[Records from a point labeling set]
- - -

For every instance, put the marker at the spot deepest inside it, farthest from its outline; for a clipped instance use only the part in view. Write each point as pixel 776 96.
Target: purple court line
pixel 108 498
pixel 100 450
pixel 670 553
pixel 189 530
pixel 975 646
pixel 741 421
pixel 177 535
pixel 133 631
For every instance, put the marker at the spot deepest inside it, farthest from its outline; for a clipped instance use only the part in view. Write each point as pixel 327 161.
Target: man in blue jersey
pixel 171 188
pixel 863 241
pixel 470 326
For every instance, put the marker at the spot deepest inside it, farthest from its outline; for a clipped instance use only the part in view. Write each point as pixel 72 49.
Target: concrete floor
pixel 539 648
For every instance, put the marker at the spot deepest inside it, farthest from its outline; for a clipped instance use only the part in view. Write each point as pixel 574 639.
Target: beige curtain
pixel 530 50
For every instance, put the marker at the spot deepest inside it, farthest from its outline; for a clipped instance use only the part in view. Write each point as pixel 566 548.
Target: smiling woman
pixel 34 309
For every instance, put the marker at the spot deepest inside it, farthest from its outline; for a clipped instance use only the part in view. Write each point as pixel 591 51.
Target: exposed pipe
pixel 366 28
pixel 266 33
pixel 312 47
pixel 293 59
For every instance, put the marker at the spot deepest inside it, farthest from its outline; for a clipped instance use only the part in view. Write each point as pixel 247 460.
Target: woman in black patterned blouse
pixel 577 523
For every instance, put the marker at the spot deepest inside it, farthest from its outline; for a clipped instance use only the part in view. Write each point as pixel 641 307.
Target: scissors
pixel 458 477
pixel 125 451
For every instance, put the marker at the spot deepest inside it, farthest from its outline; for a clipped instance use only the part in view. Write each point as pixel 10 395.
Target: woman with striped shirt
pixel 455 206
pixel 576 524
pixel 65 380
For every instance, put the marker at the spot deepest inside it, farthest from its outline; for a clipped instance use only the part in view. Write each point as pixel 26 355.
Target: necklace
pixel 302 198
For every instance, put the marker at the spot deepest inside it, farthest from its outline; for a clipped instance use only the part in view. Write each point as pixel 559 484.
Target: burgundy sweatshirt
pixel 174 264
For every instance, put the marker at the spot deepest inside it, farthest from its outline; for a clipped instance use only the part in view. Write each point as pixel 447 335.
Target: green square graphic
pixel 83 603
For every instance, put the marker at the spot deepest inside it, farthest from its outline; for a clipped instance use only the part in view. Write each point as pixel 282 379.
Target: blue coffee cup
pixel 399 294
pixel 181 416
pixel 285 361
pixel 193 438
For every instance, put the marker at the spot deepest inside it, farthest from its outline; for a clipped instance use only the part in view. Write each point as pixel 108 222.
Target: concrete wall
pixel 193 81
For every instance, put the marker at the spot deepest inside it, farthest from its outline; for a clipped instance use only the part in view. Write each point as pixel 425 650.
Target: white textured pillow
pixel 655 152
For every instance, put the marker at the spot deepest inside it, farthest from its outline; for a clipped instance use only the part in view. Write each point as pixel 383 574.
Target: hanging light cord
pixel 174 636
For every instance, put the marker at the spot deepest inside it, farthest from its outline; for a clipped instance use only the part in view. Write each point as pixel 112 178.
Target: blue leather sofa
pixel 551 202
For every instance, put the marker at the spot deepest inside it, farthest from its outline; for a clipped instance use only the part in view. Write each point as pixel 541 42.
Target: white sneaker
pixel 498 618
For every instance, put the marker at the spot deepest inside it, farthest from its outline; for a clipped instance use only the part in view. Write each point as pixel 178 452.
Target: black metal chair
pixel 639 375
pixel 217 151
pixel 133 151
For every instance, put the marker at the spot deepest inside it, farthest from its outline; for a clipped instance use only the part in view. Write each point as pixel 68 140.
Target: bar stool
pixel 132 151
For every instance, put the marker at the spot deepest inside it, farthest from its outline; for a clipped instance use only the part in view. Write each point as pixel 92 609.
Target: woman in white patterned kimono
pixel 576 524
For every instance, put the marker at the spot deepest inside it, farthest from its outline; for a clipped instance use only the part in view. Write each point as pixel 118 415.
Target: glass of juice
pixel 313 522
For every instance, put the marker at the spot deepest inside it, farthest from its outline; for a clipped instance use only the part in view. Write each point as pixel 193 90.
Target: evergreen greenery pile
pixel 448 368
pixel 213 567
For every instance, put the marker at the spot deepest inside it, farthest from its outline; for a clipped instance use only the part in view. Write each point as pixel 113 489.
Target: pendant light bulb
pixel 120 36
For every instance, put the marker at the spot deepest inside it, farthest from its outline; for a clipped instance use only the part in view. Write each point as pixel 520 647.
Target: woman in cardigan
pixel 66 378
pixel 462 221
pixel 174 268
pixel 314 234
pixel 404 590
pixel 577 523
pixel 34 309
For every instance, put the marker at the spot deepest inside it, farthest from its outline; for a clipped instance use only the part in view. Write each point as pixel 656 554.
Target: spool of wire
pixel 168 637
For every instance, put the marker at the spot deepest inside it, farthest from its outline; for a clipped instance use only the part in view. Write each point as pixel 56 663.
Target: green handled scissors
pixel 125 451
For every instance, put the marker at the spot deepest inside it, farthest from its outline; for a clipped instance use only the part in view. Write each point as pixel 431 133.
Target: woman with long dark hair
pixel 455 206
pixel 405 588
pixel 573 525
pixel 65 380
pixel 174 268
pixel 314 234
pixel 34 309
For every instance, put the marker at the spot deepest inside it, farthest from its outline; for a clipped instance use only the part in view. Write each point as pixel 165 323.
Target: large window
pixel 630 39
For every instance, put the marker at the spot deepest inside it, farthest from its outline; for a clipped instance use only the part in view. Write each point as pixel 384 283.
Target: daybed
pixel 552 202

- - -

EXERCISE:
Copy out each line above, character for character.

PROBLEM SOLUTION:
For every instance, put the marker at the spot deepest inside it, farthest from its outline; for a clipped instance use only the part in view. Write each point as pixel 776 96.
Target: purple court line
pixel 108 498
pixel 100 450
pixel 670 553
pixel 189 530
pixel 975 646
pixel 741 421
pixel 177 535
pixel 133 631
For every instance, put the marker at the spot deepest inside it, farthest from its outline; for a clipped instance use only the part in view. Write each point as pixel 327 161.
Target: man in blue jersey
pixel 171 188
pixel 863 241
pixel 470 326
For every instance, put the marker at the spot deepest inside it, farthest from its outline; for a clipped instance use only the part in view. Write each point as pixel 72 49.
Target: concrete floor
pixel 539 648
For every instance, put the marker at the spot deepest inside it, farthest from its outline; for a clipped instance use only the part in view. Write each point as pixel 574 639.
Target: beige curtain
pixel 530 50
For every instance, put the marker at the spot deepest inside it, farthest from its outline; for a clipped instance use only the part in view. Write each point as pixel 566 548.
Target: smiling woman
pixel 34 309
For every instance, put the marker at the spot deepest inside it, farthest from its outline; for a clipped instance use only the part in view. Write each point as pixel 591 51.
Target: exposed pipe
pixel 366 28
pixel 266 33
pixel 312 47
pixel 293 59
For every instance, put the marker at the spot deepest inside it, farthest from its outline; for a clipped instance use only the part in view. Write each point as pixel 247 460.
Target: woman in black patterned blouse
pixel 577 523
For every instance, put the marker at the spot deepest inside it, farthest from its outline; for a clipped instance use only the part in view. Write each point as pixel 641 307.
Target: scissors
pixel 458 477
pixel 125 451
For every instance, put the marker at the spot deepest inside it, farthest from its outline; for a clipped instance use only the part in view. Write each point as pixel 10 395.
Target: woman with striped shirt
pixel 455 206
pixel 576 524
pixel 65 380
For every instance, put the marker at the spot deepest inside it, farthest from its outline; for a clipped instance use only the part in view. Write each point as pixel 26 355.
Target: necklace
pixel 302 198
For every instance, put the marker at the spot deepest inside it, farthest from its outline; for a clipped instance use only the part in view. Write each point as pixel 559 484.
Target: burgundy sweatshirt
pixel 174 264
For every instance, put the marker at the spot deepest inside it, farthest from its outline; for a clipped instance use only the part in view. Write each point as pixel 447 335.
Target: green square graphic
pixel 83 603
For every instance, put the marker at the spot deepest inside it, farthest from its outline; for a clipped instance use only the part in view. Write each point as pixel 282 379.
Target: blue coffee cup
pixel 399 294
pixel 181 416
pixel 285 361
pixel 193 438
For every instance, put the marker at the spot deepest inside it, farthest from its outline; for a clipped instance use only the part in view. Write each point as pixel 108 222.
Target: concrete wall
pixel 193 81
For every instance, put the marker at the spot deepest inside it, farthest from its outline; for a clipped instance use only the part in view. Write each point as pixel 425 650.
Target: white textured pillow
pixel 655 152
For every instance, put the marker at the spot deepest inside it, farthest from its outline; for a clipped instance use only the part in view. Write each point as pixel 383 574.
Target: hanging light cord
pixel 174 636
For every instance, put the marker at the spot deepest inside it, farthest from its outline; for a clipped instance use only the part in view. Write each point as pixel 112 178.
Target: blue leather sofa
pixel 551 202
For every instance, put the marker at the spot deepest inside it, farthest from its outline; for a clipped instance use only the part in view. Write each point as pixel 541 42.
Target: white sneaker
pixel 498 618
For every instance, put the marker at the spot deepest inside it, farthest from its outline; for a clipped instance use only the part in view. Write each point as pixel 178 452.
Target: black metal chair
pixel 639 375
pixel 217 151
pixel 133 151
For every instance, put the marker at the spot deepest inside it, farthest from its outline; for a clipped instance use only the part in view. Write each point as pixel 68 140.
Target: bar stool
pixel 132 151
For every instance, put the marker at the spot deepest inside it, farthest from its outline; for a clipped instance use only the part in view. Write each point as pixel 92 609.
Target: woman in white patterned kimono
pixel 576 524
For every instance, put the marker at the spot deepest inside it, farthest from its outline; for a clipped instance use only the part in view. Write each point as pixel 118 415.
Target: glass of juice
pixel 313 522
For every instance, put the marker at the spot deepest inside it, farthest from its outline; for a clipped instance use only the part in view. Write each point as pixel 193 90.
Target: evergreen greenery pile
pixel 448 368
pixel 213 567
For every instance, put the marker at the spot deepest inside it, farthest from its outline; for a clipped instance use only the part in view. Write each point as pixel 113 489.
Target: pendant light bulb
pixel 120 36
For every instance, put the marker at the spot deepest inside it, farthest from its outline; for a clipped instance use only the part in view. Write each point as pixel 520 647.
Target: woman in cardigan
pixel 66 378
pixel 462 221
pixel 174 268
pixel 314 234
pixel 404 590
pixel 577 523
pixel 34 309
For every instance, put the marker at the spot deepest inside it, farthest from its outline; for a clipped instance use only the part in view. Write each point as pixel 656 554.
Target: spool of wire
pixel 168 637
For every instance, put the marker at the spot deepest inside it, farthest from its outline; for a clipped instance use only the part in view. Write each point as pixel 56 663.
Target: green handled scissors
pixel 125 451
For every instance, put the marker at the spot deepest inside it, farthest from its outline; for a clipped instance use only the part in view. Write each point as pixel 431 133.
Target: woman with long dark hair
pixel 455 206
pixel 405 588
pixel 573 525
pixel 65 380
pixel 174 268
pixel 314 234
pixel 34 309
For every instance, put the marker at the spot deepest inside it, farthest from its outline; for a clipped instance use only the part in view. Write each point as pixel 165 323.
Target: large window
pixel 630 39
For every instance, put the marker at the spot deepest inside it, farthest from its outline; for a clipped instance use only the part in view. Write each point as pixel 384 283.
Target: daybed
pixel 552 202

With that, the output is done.